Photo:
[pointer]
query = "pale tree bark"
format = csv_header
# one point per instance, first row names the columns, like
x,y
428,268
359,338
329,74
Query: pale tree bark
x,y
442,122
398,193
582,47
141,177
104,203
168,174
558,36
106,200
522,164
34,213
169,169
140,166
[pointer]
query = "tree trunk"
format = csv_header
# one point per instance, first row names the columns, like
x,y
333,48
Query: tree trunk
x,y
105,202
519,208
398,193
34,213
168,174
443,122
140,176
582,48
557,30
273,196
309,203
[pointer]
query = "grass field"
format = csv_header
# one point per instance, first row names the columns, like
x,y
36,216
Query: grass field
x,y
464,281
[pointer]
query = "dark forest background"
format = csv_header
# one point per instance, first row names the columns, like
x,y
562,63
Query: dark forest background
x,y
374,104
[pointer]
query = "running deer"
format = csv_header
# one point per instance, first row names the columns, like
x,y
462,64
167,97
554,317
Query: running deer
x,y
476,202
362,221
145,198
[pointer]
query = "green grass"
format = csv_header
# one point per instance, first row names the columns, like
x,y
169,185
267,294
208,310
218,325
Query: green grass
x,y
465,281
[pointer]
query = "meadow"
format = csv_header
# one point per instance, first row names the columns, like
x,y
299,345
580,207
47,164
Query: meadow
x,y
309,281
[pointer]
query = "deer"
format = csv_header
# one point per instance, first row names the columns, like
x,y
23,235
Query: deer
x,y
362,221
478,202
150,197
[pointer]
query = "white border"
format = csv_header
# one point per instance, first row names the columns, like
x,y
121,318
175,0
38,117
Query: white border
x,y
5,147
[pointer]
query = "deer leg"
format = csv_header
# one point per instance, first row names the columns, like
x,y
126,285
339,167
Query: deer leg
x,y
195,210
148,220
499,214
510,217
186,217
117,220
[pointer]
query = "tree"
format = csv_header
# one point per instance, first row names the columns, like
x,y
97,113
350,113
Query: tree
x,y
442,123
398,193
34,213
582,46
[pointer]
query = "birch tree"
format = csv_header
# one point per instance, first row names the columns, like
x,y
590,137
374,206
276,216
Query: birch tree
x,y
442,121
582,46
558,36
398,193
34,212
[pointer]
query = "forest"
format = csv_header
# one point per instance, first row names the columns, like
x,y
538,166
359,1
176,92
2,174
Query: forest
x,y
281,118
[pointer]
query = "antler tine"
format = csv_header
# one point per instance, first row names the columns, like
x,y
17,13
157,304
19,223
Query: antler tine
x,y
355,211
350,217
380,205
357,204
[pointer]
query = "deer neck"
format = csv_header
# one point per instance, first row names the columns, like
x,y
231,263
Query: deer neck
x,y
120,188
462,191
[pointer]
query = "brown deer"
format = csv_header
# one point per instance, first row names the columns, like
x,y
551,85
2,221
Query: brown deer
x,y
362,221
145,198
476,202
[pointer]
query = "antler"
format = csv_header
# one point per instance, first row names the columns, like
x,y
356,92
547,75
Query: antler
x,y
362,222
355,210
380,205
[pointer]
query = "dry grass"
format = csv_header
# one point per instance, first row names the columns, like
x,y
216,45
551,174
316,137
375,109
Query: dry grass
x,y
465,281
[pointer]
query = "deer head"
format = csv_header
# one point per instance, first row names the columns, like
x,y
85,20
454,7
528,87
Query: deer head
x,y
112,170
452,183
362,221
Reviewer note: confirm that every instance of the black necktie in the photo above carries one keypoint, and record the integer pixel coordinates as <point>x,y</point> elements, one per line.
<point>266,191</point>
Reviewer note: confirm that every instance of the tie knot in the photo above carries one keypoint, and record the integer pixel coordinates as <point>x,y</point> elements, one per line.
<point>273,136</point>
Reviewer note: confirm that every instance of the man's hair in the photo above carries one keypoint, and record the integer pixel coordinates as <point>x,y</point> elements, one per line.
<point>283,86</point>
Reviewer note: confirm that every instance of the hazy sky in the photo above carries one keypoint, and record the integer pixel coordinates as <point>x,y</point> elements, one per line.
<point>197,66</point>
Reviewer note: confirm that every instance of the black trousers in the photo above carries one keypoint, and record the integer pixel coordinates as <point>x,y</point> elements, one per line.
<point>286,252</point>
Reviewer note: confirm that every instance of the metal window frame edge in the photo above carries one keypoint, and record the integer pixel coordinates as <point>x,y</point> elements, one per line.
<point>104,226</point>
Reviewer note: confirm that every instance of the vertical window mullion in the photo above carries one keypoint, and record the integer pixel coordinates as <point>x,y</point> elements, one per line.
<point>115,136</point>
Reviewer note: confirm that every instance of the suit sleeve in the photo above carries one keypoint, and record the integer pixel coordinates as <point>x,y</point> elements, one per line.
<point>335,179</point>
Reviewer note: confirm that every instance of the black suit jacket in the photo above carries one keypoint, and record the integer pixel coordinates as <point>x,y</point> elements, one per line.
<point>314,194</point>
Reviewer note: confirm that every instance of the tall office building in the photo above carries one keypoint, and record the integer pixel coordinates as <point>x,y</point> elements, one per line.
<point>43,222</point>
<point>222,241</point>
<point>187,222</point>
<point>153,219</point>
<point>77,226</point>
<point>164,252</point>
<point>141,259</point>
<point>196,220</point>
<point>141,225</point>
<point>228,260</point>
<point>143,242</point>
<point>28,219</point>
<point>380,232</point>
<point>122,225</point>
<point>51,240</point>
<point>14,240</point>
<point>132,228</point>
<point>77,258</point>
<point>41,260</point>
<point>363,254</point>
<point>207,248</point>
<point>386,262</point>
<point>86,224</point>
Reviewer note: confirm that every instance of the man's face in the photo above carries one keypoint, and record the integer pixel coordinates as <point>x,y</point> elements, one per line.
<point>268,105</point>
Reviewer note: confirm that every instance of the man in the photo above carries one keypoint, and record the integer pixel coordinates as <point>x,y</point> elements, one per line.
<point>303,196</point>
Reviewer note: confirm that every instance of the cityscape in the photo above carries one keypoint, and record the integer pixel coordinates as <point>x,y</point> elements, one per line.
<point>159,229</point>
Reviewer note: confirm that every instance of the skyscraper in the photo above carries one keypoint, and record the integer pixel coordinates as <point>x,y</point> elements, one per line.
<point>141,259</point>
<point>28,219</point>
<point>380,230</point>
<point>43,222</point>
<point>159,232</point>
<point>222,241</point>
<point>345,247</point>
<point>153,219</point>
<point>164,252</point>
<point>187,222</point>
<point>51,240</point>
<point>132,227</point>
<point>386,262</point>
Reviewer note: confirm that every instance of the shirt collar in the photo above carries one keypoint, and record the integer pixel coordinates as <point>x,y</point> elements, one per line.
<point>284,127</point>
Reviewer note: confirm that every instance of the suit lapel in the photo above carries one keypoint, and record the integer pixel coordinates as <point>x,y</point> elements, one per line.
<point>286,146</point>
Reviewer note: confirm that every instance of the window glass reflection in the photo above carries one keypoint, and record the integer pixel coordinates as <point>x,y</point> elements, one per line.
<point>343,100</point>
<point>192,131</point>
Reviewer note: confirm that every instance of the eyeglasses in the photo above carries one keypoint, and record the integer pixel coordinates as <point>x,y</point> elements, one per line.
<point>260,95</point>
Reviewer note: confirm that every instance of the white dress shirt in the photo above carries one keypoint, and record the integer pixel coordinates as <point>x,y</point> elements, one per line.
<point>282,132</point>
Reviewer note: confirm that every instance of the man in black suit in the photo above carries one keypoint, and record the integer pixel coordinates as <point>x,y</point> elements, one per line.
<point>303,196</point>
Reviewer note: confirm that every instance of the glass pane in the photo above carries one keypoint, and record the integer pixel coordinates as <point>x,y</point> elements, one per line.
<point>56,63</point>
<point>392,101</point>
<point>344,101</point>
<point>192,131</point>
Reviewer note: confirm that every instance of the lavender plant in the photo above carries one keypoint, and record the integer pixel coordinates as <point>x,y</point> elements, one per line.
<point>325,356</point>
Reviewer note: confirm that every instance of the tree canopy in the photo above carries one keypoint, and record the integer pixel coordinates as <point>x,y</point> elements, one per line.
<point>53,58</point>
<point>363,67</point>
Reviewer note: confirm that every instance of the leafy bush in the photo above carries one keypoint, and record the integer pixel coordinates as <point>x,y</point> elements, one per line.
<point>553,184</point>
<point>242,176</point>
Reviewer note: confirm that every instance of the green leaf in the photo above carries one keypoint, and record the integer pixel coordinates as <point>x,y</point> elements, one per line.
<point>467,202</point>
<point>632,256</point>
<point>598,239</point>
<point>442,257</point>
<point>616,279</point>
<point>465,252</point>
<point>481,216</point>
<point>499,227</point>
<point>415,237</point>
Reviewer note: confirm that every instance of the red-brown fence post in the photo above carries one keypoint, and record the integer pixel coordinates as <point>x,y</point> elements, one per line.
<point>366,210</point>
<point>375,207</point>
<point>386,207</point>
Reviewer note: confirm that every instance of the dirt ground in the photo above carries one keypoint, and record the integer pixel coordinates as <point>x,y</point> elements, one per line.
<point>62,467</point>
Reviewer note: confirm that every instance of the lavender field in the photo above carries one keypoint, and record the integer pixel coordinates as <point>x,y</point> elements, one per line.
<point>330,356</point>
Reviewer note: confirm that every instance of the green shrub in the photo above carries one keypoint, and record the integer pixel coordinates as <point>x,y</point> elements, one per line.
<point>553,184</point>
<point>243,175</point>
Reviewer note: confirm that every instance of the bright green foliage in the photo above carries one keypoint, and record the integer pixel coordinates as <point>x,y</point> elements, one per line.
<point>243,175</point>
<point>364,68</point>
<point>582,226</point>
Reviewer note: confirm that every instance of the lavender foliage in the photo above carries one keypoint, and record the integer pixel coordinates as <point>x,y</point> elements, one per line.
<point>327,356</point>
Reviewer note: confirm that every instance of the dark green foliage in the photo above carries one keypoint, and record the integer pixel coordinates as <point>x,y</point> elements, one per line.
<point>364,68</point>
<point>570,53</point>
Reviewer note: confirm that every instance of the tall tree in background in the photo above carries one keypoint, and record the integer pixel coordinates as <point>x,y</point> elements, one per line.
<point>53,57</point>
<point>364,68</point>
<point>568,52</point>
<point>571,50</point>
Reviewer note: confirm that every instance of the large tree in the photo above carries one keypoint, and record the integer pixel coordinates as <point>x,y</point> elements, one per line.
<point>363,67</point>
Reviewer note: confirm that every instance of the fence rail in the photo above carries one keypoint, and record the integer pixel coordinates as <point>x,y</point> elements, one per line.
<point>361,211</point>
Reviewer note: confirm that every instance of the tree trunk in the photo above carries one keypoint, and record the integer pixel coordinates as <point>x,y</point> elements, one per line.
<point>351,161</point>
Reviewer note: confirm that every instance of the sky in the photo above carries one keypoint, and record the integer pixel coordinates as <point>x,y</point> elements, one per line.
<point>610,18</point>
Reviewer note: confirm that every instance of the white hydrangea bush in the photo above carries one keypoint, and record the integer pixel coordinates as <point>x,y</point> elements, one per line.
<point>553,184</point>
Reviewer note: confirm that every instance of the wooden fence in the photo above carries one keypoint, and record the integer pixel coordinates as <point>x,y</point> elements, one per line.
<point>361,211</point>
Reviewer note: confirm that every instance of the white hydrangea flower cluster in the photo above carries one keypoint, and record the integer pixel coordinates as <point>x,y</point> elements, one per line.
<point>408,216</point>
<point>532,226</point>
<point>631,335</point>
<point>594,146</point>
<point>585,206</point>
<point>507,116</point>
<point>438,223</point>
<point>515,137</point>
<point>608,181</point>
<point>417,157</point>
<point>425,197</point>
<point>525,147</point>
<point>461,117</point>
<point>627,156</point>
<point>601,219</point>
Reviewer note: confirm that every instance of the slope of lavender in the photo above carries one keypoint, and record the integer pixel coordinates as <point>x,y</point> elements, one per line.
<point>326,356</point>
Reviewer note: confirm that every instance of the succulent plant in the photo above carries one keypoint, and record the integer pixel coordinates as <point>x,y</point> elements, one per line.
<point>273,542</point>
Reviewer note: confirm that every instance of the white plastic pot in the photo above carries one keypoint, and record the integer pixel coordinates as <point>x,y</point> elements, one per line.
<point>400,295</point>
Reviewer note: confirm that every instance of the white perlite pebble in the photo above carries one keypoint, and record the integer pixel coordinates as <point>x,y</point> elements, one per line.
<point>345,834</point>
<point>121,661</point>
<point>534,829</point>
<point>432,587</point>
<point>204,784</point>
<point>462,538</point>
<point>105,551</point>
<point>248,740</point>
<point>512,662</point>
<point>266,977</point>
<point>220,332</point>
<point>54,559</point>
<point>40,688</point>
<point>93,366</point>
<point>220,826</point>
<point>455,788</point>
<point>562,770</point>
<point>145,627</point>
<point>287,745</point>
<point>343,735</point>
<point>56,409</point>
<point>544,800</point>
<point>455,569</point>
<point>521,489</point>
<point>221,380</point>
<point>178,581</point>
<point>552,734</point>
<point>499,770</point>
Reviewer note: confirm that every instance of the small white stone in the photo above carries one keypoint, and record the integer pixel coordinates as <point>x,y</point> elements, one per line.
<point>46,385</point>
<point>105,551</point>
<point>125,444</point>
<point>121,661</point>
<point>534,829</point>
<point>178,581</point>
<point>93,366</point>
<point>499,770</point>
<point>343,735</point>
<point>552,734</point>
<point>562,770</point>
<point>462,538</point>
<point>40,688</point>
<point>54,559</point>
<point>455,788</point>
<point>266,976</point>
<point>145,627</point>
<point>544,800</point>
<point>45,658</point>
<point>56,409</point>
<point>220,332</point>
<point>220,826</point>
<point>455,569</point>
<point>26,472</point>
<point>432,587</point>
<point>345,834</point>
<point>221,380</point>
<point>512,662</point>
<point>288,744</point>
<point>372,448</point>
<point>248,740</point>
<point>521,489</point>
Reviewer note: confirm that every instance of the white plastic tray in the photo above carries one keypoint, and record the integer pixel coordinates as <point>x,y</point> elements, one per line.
----------
_Directive_
Copy the data verbatim from the line that contains "Reviewer note: confirm that every instance of the tree canopy" through the line that contains "<point>582,226</point>", including both of those lines.

_Task solution_
Reviewer note: confirm that every instance of the tree canopy in the photo above carries one keypoint, and record the integer pixel coordinates as <point>x,y</point> elements, one per line.
<point>53,58</point>
<point>363,67</point>
Reviewer note: confirm that every instance of the leafy bush in the photo above carries one keypoint, and record the integer pixel coordinates as <point>x,y</point> elements, one per line.
<point>553,184</point>
<point>242,176</point>
Reviewer note: confirm that every instance of the green leaf in the photo above carries one keypoint, and record the integer pixel coordinates as <point>x,y</point> elements, one per line.
<point>467,202</point>
<point>632,256</point>
<point>598,239</point>
<point>442,257</point>
<point>616,279</point>
<point>465,252</point>
<point>481,216</point>
<point>499,227</point>
<point>415,237</point>
Reviewer note: confirm that every instance of the red-brown fence post in the photo above carries one keypoint, and record the integer pixel coordinates as <point>x,y</point> elements, one per line.
<point>366,210</point>
<point>375,207</point>
<point>386,207</point>
Reviewer note: confirm that every instance of the dirt ground in the photo above carries one keypoint, and record the integer pixel coordinates as <point>x,y</point> elements, one per line.
<point>62,467</point>
Reviewer note: confirm that every instance of the lavender field in the photo above carries one keypoint, and record the integer pixel coordinates as <point>x,y</point> elements, one per line.
<point>330,356</point>
Reviewer note: confirm that every instance of the green shrub in the photo above carries one keypoint, and record the integer pixel coordinates as <point>x,y</point> elements, one per line.
<point>553,184</point>
<point>243,175</point>
Reviewer note: confirm that every instance of the bright green foliage in the photo above carries one keypoint, and record the integer pixel coordinates as <point>x,y</point> elements, one per line.
<point>243,175</point>
<point>364,68</point>
<point>582,226</point>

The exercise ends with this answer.